PROVIDED INFORMATION >>

##########

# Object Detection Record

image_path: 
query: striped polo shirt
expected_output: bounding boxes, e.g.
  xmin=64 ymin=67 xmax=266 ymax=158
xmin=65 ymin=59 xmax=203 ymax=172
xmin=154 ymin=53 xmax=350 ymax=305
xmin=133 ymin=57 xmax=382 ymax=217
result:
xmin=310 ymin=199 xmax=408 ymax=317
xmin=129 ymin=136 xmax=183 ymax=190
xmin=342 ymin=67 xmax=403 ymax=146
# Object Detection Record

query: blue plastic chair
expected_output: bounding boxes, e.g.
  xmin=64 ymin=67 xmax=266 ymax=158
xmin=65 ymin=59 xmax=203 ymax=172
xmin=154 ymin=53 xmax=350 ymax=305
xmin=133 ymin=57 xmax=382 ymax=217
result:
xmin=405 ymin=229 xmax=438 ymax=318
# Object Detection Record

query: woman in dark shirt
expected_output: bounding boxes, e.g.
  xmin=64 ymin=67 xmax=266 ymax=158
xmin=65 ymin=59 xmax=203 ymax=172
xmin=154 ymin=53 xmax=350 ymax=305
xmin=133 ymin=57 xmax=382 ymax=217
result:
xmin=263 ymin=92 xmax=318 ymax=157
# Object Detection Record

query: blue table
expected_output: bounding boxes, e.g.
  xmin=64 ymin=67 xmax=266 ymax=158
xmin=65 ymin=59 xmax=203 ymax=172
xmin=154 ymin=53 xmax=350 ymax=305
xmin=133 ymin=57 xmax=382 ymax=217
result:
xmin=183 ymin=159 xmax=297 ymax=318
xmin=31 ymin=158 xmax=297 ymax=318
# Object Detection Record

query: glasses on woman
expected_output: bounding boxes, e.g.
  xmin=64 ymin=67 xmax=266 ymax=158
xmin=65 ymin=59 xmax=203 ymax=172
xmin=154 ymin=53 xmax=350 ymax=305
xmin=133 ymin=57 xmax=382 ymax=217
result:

##########

Reproduce all of the records above verbatim, without any change.

# Object Detection Record

image_path: 
query: striped polo shirt
expected_output: bounding boxes, e.g.
  xmin=64 ymin=67 xmax=266 ymax=158
xmin=65 ymin=59 xmax=203 ymax=172
xmin=154 ymin=53 xmax=350 ymax=305
xmin=133 ymin=57 xmax=382 ymax=217
result:
xmin=310 ymin=199 xmax=408 ymax=317
xmin=129 ymin=136 xmax=183 ymax=190
xmin=342 ymin=67 xmax=403 ymax=146
# Object Detection Record

query: blue plastic chair
expected_output: bounding boxes, e.g.
  xmin=64 ymin=67 xmax=266 ymax=158
xmin=65 ymin=59 xmax=203 ymax=172
xmin=154 ymin=53 xmax=350 ymax=305
xmin=133 ymin=57 xmax=382 ymax=217
result:
xmin=405 ymin=229 xmax=438 ymax=318
# Object Detection Record

query: woman in dark shirt
expected_output: bounding boxes, e.g.
  xmin=64 ymin=67 xmax=266 ymax=158
xmin=65 ymin=59 xmax=203 ymax=172
xmin=154 ymin=53 xmax=350 ymax=305
xmin=133 ymin=57 xmax=382 ymax=217
result:
xmin=263 ymin=92 xmax=318 ymax=157
# Object Detection Record

query: blue table
expected_output: bounding boxes, e.g.
  xmin=64 ymin=67 xmax=266 ymax=158
xmin=65 ymin=59 xmax=203 ymax=172
xmin=154 ymin=53 xmax=350 ymax=305
xmin=133 ymin=57 xmax=382 ymax=217
result:
xmin=183 ymin=159 xmax=297 ymax=318
xmin=31 ymin=158 xmax=297 ymax=318
# Object Detection Record

query: glasses on woman
expected_output: bounding boxes, e.g.
  xmin=64 ymin=67 xmax=266 ymax=158
xmin=65 ymin=59 xmax=203 ymax=172
xmin=154 ymin=53 xmax=350 ymax=305
xmin=133 ymin=57 xmax=382 ymax=217
result:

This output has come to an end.